§ About this task:
What you return must match the records below exactly, down to each character.

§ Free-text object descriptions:
Content starts

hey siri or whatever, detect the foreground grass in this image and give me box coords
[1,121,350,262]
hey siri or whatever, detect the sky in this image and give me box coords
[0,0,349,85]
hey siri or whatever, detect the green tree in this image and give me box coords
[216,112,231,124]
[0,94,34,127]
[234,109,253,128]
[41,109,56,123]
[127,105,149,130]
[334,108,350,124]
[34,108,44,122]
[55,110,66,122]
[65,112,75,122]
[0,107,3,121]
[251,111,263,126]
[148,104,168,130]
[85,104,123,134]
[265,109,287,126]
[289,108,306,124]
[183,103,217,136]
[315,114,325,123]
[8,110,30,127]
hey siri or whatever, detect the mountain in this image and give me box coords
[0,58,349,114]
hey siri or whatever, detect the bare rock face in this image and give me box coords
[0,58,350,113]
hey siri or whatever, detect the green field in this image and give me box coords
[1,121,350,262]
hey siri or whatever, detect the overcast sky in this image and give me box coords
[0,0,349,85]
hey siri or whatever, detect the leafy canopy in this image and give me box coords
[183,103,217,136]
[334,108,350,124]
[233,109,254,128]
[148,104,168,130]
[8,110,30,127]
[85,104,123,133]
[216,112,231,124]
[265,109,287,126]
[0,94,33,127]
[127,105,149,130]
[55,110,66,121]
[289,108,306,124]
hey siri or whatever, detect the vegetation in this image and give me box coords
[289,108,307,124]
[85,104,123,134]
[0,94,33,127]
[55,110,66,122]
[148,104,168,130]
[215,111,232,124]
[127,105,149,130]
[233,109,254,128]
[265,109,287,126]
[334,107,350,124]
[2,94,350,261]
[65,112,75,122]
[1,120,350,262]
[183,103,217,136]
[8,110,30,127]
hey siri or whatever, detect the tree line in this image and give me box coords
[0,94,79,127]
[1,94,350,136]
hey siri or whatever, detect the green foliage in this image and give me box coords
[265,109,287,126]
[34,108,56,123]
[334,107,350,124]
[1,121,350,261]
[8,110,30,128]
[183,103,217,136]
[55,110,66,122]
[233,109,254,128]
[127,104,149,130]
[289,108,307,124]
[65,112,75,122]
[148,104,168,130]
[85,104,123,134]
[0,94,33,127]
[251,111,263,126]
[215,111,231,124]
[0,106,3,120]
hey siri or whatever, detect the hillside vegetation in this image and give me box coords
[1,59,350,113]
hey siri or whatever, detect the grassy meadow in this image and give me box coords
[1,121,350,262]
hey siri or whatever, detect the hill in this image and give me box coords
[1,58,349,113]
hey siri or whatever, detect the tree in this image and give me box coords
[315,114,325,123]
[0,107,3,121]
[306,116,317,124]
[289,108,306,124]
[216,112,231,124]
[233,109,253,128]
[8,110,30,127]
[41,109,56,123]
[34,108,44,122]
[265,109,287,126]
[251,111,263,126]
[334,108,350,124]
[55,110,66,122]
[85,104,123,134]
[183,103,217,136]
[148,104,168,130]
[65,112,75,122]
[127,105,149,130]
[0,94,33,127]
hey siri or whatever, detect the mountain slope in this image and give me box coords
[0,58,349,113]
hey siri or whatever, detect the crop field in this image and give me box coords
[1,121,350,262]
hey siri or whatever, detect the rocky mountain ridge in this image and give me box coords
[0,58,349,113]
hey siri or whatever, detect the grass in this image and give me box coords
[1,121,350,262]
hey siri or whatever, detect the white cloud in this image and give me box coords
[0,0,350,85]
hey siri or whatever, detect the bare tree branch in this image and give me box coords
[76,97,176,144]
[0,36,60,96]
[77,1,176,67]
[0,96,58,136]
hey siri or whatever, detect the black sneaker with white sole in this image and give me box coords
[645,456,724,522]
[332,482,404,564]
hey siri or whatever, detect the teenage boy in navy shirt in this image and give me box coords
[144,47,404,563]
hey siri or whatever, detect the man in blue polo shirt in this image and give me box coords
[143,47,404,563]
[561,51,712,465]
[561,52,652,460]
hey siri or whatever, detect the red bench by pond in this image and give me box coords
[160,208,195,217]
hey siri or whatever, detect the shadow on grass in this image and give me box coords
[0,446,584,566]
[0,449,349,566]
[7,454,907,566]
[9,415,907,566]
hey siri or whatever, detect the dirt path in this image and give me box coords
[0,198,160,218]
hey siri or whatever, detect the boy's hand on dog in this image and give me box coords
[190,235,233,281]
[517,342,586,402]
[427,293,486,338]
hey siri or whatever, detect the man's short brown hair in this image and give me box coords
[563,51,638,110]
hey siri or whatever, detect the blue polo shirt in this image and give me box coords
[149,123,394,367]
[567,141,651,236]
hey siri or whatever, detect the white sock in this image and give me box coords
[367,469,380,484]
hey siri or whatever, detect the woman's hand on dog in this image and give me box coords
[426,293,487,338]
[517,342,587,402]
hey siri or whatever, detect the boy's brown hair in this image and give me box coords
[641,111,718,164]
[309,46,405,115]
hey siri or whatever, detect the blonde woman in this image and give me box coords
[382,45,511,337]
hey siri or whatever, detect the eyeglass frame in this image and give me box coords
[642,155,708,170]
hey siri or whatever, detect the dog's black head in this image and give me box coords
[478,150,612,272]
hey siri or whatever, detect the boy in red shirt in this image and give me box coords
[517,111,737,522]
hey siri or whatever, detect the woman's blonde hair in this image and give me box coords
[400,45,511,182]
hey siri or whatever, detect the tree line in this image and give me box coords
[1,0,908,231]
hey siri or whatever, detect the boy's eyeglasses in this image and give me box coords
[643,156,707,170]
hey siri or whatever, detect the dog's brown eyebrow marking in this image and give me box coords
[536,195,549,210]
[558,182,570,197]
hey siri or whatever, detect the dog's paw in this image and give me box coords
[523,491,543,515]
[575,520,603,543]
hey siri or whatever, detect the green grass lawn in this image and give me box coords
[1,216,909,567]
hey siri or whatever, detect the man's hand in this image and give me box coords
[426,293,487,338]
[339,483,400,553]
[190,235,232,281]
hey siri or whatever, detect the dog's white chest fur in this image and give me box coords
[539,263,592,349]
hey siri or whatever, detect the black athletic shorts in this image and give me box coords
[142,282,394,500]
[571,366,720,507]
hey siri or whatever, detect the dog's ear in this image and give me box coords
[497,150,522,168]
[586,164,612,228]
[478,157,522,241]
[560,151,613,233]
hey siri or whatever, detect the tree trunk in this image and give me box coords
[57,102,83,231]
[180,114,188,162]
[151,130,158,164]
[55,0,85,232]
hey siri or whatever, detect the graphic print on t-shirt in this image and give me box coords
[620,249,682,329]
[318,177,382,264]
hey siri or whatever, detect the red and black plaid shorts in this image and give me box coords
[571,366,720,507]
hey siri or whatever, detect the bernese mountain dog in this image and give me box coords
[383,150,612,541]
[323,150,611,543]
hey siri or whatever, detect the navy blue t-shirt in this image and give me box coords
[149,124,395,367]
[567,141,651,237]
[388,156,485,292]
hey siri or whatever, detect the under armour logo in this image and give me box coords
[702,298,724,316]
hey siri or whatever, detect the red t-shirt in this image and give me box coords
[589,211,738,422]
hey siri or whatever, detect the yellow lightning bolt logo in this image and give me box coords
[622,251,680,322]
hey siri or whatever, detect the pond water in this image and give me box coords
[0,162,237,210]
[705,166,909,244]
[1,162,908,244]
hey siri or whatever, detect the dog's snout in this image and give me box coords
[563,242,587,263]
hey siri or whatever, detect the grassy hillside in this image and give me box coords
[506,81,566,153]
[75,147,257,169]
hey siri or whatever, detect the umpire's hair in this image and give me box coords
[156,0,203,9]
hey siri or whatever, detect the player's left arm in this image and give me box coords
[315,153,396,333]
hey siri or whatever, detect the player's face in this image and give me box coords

Content ends

§ Final answer:
hey siri or whatever, detect the foreground grass in this image and give me box coords
[1,121,350,262]
hey siri or whatever, detect the sky in this image and give me box coords
[0,0,349,85]
hey siri or whatever, detect the green tree in this image and give me box coords
[216,112,231,124]
[0,94,34,127]
[234,109,253,128]
[41,109,56,123]
[127,105,149,130]
[334,108,350,124]
[34,108,44,122]
[55,110,66,122]
[65,112,75,122]
[0,107,3,121]
[251,111,263,126]
[148,104,168,130]
[85,104,123,134]
[265,109,287,126]
[289,108,306,124]
[183,103,217,136]
[315,114,325,123]
[8,110,30,127]
hey siri or whatever, detect the mountain in this image and give me box coords
[0,58,349,114]
hey siri or whatever, detect the bare rock face in this image and give me box coords
[0,58,350,113]
hey siri or whatever, detect the green field in this image and give me box coords
[1,121,350,262]
hey siri or whatever, detect the overcast sky in this image and give me box coords
[0,0,349,85]
hey siri or whatever, detect the leafy canopy in this image and give me box coords
[183,103,217,136]
[334,108,350,124]
[233,109,254,128]
[148,104,168,130]
[8,110,30,127]
[85,104,123,133]
[216,112,231,124]
[265,109,287,126]
[0,94,33,127]
[127,105,149,130]
[55,110,66,121]
[289,108,306,124]
hey siri or whatever, detect the vegetation in this image and give me box coords
[289,108,307,124]
[85,104,123,134]
[0,94,33,127]
[55,110,66,122]
[148,104,168,130]
[215,111,232,124]
[127,105,149,130]
[233,109,254,128]
[265,109,287,126]
[334,107,350,124]
[2,94,350,261]
[65,112,75,122]
[1,120,350,262]
[183,103,217,136]
[8,110,30,127]
hey siri or whatever, detect the tree line in this image and give me box coords
[0,94,79,127]
[1,94,350,136]
hey siri or whatever, detect the green foliage in this image and give me box coords
[265,109,287,126]
[34,108,56,123]
[334,107,350,124]
[1,121,350,261]
[8,110,30,128]
[183,103,217,136]
[55,110,66,122]
[233,109,254,128]
[127,104,149,130]
[289,108,307,124]
[65,112,75,122]
[148,104,168,130]
[85,104,123,134]
[0,94,33,127]
[251,111,263,126]
[215,111,231,124]
[0,106,3,120]
hey siri or whatever, detect the hillside vegetation in this image and give me box coords
[1,59,350,113]
hey siri or whatever, detect the grassy meadow in this image and give me box coords
[1,121,350,262]
hey siri or whatever, detect the hill in this image and give me box coords
[1,58,349,113]
hey siri or whatever, detect the tree in this image and give me box coords
[315,114,325,123]
[0,107,3,121]
[306,116,317,124]
[289,108,306,124]
[216,112,231,124]
[233,109,253,128]
[8,110,30,127]
[41,109,56,123]
[34,108,44,122]
[265,109,287,126]
[251,111,263,126]
[334,108,350,124]
[55,110,66,122]
[85,104,123,134]
[183,103,217,136]
[148,104,168,130]
[65,112,75,122]
[127,105,149,130]
[0,94,33,127]
hey siri or whatever, detect the mountain slope in this image and give me box coords
[0,58,349,113]
hey siri or whatever, detect the crop field in this image and give me box coords
[1,121,350,262]
hey siri or whatever, detect the rocky mountain ridge in this image and give me box coords
[0,58,349,113]
hey siri or whatever, detect the grass in this image and give me box coords
[1,121,350,262]
hey siri or whatever, detect the white cloud in this image and give me box coords
[0,0,350,85]
hey siri or whatever, detect the bare tree branch in this image and give me box coords
[76,97,176,144]
[0,36,60,96]
[77,1,176,67]
[0,96,58,136]
hey siri or whatever, detect the black sneaker with white sole in this image and give me box coords
[645,456,724,522]
[332,482,404,564]
hey siri or whatever, detect the teenage boy in navy shirt in this image and give me box coords
[144,47,404,563]
hey siri or whatever, detect the man in blue polo shirt in this image and give me box coords
[143,47,404,563]
[561,51,712,465]
[561,52,652,460]
hey siri or whatever, detect the red bench by pond in this image and give me box coords
[160,208,195,217]
hey siri or whatever, detect the shadow on grass in this image and give me box coords
[0,446,584,566]
[0,449,349,566]
[7,454,907,566]
[9,415,907,566]
hey siri or whatever, detect the dirt path in this image and give me box coords
[0,198,160,218]
hey siri or whatever, detect the boy's hand on dog in this image and give me box coords
[190,235,233,281]
[517,342,586,402]
[427,293,486,338]
hey siri or whatever, detect the man's short brown hair in this image and give me box coords
[563,51,638,110]
hey siri or whatever, detect the blue polo shirt in this image and give me box coords
[149,123,394,367]
[567,141,651,236]
hey siri or whatever, detect the white sock in this image and give me box coords
[367,469,380,484]
hey siri or whatever, detect the woman's hand on dog in this image and give me box coords
[426,293,487,338]
[517,342,587,402]
hey siri or whatever, detect the boy's brown hair in this image and give me box coords
[641,111,718,164]
[309,46,405,115]
hey siri or whatever, detect the blonde woman in this image and give me box coords
[382,45,511,337]
hey siri or whatever, detect the eyeglass frame in this image and give me box coords
[642,155,708,170]
hey siri or whatever, detect the dog's black head in this image and give me box coords
[478,150,612,272]
hey siri or whatever, detect the boy in red shirt in this image and give me box coords
[517,111,737,522]
hey siri or whatever, detect the woman's blonde hair in this image and give me box coords
[400,45,511,182]
hey siri or whatever, detect the tree line in this image and give me box coords
[1,0,908,231]
hey siri or whatever, detect the boy's eyeglasses in this image and give me box coords
[643,156,707,170]
hey siri or whatever, detect the dog's brown eyebrow marking in this image and give me box coords
[536,195,549,210]
[558,182,570,197]
hey siri or whatever, detect the dog's paw in this image and give me box coords
[523,491,543,515]
[575,520,603,543]
hey siri or whatever, detect the green grass lawn in this image and give me box coords
[1,216,909,567]
hey siri or whatever, detect the man's hand in this image and give me box coords
[426,293,487,338]
[339,483,400,553]
[190,235,232,281]
hey siri or whatever, detect the dog's white chest fur in this image and give me box coords
[539,263,592,349]
hey siri or whatever, detect the black athletic shorts in this image and give me box coords
[142,282,394,500]
[571,366,720,507]
hey siri or whatever, detect the dog's ear in this image and give me box coords
[497,150,522,168]
[586,164,612,228]
[478,157,522,241]
[560,151,613,233]
hey siri or whatever, detect the tree trunk in this image and give me box coords
[57,102,83,231]
[180,114,188,162]
[151,130,158,164]
[55,0,85,232]
hey siri or whatever, detect the graphic print on t-shirt in this image and give me box coords
[620,249,682,329]
[318,177,382,264]
hey siri or whatever, detect the red and black plaid shorts in this image and give me box coords
[571,366,720,507]
hey siri or whatever, detect the bernese mountain dog in this image and give me box coords
[383,150,612,541]
[323,150,611,543]
hey siri or whatever, detect the navy blue t-shirt in this image and give me box coords
[149,124,395,367]
[567,141,651,237]
[388,156,485,292]
hey siri or whatever, detect the under armour logo in this image and give me box coords
[702,298,724,316]
hey siri or whatever, detect the red t-shirt in this image and give me box coords
[589,211,738,422]
hey siri or whatever, detect the yellow lightning bolt logo in this image and give me box coords
[622,251,680,322]
hey siri or whatever, detect the pond water in this image and give me box coords
[0,162,237,210]
[705,166,909,244]
[1,162,908,244]
hey siri or whatever, detect the dog's snout in this image and give me box coords
[563,242,587,263]
hey siri or whatever, detect the grassy hillside in this image and give me box coords
[506,81,566,153]
[75,147,257,169]
hey siri or whatever, detect the umpire's hair in this image and give me box coords
[156,0,203,9]
hey siri or whatever, detect the player's left arm in this image and give me box coords
[315,153,396,333]
hey siri or whatever, detect the player's face in this image and give me box coords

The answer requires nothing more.